▶ [Task objective] Output a JSON list of strings, one per line, leaving out blank lines. Begin at the first line of the rows below and stop after the line that contains "POLYGON ((256 1, 0 1, 0 108, 256 99, 256 1))".

▶ [Task input]
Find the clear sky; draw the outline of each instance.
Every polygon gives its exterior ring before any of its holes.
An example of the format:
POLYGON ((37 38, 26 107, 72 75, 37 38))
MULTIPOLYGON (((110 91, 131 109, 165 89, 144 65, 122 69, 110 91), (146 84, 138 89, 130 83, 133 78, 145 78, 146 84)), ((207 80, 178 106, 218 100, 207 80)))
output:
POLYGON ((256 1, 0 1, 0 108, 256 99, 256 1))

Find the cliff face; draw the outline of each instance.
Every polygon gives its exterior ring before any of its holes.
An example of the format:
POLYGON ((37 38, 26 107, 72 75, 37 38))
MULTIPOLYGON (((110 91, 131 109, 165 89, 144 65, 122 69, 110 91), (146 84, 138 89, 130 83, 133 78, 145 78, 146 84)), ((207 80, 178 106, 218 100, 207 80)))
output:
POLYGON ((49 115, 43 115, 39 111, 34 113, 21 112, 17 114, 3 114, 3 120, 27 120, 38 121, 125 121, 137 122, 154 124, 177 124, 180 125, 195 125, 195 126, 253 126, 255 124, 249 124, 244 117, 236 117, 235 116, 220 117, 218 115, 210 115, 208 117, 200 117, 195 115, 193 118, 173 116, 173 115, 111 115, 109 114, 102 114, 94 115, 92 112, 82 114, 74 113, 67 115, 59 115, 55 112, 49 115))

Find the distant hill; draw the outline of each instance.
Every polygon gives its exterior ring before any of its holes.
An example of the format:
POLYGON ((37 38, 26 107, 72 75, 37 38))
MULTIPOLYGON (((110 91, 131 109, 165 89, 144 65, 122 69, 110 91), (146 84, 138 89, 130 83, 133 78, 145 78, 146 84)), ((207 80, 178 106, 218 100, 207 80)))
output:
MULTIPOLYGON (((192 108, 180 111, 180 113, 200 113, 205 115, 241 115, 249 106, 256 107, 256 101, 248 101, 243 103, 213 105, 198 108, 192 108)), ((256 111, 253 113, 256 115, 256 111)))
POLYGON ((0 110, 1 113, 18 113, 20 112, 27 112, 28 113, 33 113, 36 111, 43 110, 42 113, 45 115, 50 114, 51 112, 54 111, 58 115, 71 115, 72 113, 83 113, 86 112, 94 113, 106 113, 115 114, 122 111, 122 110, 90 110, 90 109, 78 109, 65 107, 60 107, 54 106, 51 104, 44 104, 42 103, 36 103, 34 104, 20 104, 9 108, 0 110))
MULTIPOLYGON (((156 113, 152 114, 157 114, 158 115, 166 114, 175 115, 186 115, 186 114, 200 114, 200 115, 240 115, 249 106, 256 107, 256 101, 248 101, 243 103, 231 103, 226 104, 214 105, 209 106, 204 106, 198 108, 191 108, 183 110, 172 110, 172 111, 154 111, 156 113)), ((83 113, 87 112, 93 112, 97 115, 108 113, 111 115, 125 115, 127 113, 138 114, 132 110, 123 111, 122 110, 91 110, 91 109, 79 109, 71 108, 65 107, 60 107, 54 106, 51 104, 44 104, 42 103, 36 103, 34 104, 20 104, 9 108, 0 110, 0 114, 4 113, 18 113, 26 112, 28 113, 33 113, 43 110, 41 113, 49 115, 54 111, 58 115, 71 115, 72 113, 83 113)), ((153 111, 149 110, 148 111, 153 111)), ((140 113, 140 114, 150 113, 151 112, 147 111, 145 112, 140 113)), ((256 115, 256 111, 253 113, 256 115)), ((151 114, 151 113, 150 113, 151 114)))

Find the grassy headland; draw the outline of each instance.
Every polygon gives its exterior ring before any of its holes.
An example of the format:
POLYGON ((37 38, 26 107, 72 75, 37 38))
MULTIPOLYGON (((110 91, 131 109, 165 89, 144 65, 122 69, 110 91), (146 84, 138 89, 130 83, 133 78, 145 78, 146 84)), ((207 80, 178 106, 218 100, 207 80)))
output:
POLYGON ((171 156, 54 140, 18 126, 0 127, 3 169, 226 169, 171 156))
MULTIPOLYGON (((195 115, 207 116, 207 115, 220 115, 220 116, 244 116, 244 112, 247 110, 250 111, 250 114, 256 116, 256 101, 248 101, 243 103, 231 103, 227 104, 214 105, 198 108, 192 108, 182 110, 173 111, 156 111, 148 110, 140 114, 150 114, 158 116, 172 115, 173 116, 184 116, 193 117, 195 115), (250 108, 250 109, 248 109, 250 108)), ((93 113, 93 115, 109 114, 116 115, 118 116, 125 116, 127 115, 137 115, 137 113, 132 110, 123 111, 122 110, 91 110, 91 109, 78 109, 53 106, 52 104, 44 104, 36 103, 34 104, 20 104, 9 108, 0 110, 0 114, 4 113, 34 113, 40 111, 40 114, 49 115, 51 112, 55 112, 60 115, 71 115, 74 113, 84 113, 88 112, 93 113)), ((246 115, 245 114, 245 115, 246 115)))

▶ [Answer]
[
  "Find the clear sky; draw the outline of each instance.",
  "Every polygon gives its exterior ring before any of its holes.",
  "An example of the format:",
  "POLYGON ((37 38, 26 107, 72 75, 37 38))",
  "MULTIPOLYGON (((110 91, 131 109, 165 89, 144 65, 122 69, 110 91), (146 84, 138 89, 130 83, 133 78, 145 78, 146 84)), ((207 80, 178 106, 218 100, 207 80)))",
  "output:",
  "POLYGON ((256 1, 0 1, 0 108, 256 99, 256 1))"
]